(Given entries)
====
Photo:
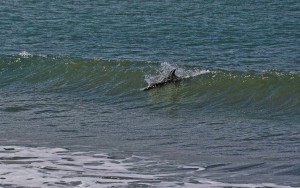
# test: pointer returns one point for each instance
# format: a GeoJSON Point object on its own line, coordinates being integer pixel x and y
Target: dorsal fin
{"type": "Point", "coordinates": [172, 75]}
====
(To be done) Duplicate the listing above word for word, leaving out the pictures.

(Expected answer)
Photo:
# test: pointer returns one point for each instance
# format: a GeoJSON Point object on its own line, coordinates being integer pixel x and y
Target: dorsal fin
{"type": "Point", "coordinates": [172, 75]}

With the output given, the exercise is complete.